> [WRITTEN INSTRUCTION]
Rewrite the items below as a Markdown table with the columns "No." and "Text," one row per line and blank lines omitted. Start at the first line of the items and stop after the line containing "[[457, 405], [440, 215], [863, 510]]", including both of those lines.

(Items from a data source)
——————

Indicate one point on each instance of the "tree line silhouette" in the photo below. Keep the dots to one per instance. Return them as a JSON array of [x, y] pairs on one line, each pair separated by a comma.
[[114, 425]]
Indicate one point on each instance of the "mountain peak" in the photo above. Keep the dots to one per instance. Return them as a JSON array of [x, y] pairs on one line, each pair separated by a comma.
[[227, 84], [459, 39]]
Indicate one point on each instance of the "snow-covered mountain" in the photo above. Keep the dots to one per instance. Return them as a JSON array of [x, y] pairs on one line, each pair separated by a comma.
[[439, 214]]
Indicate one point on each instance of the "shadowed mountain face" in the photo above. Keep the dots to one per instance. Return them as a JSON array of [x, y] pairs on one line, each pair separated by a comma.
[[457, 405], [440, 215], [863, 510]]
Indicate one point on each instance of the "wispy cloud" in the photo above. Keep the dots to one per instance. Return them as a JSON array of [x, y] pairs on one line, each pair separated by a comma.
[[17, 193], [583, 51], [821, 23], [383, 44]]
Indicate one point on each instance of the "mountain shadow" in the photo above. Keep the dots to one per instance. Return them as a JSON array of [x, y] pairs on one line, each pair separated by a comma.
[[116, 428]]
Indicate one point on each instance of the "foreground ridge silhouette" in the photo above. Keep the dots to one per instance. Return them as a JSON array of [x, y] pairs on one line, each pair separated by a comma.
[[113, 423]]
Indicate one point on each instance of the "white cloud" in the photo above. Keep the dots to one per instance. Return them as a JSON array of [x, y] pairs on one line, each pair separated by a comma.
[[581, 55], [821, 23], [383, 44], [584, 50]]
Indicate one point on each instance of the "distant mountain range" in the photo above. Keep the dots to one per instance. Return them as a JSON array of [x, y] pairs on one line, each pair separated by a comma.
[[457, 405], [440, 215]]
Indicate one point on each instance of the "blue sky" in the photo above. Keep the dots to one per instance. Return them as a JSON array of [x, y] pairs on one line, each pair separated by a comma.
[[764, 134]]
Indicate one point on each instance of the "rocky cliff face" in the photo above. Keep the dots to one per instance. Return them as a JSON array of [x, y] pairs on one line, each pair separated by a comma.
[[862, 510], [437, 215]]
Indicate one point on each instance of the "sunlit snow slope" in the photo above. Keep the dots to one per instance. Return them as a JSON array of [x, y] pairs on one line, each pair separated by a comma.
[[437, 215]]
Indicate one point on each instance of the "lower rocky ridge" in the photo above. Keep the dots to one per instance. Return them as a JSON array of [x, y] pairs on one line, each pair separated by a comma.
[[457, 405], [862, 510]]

——————

> [EXPECTED ANSWER]
| No. | Text |
|---|---|
| 1 | Indicate one point on each instance of the "tree line silhouette" in the photo below. Keep the dots to one per instance. Return them as a JSON array of [x, y] pairs on one line, each pair separated by a comma. |
| 2 | [[114, 425]] |
| 3 | Indicate one point on each instance of the "mountain peak" in the photo above. Keep the dots to one per instance. Return them as a JSON array of [x, y] pairs on one line, each pair separated by a comma. |
| 4 | [[227, 84], [459, 39]] |
| 5 | Indicate one point on each instance of the "snow-covered mountain" in the photo above. Keep the dots to one per instance. Return them as a JSON array of [x, y] pairs on one line, each pair separated by a comma. |
| 6 | [[439, 214]] |
| 7 | Indicate one point on each instance of the "shadowed mountain face" in the photo above. Keep the dots to one per instance. Return them as a JSON array of [x, y] pairs on one line, each pair separated by a comma. |
| 8 | [[457, 405], [440, 215], [863, 510]] |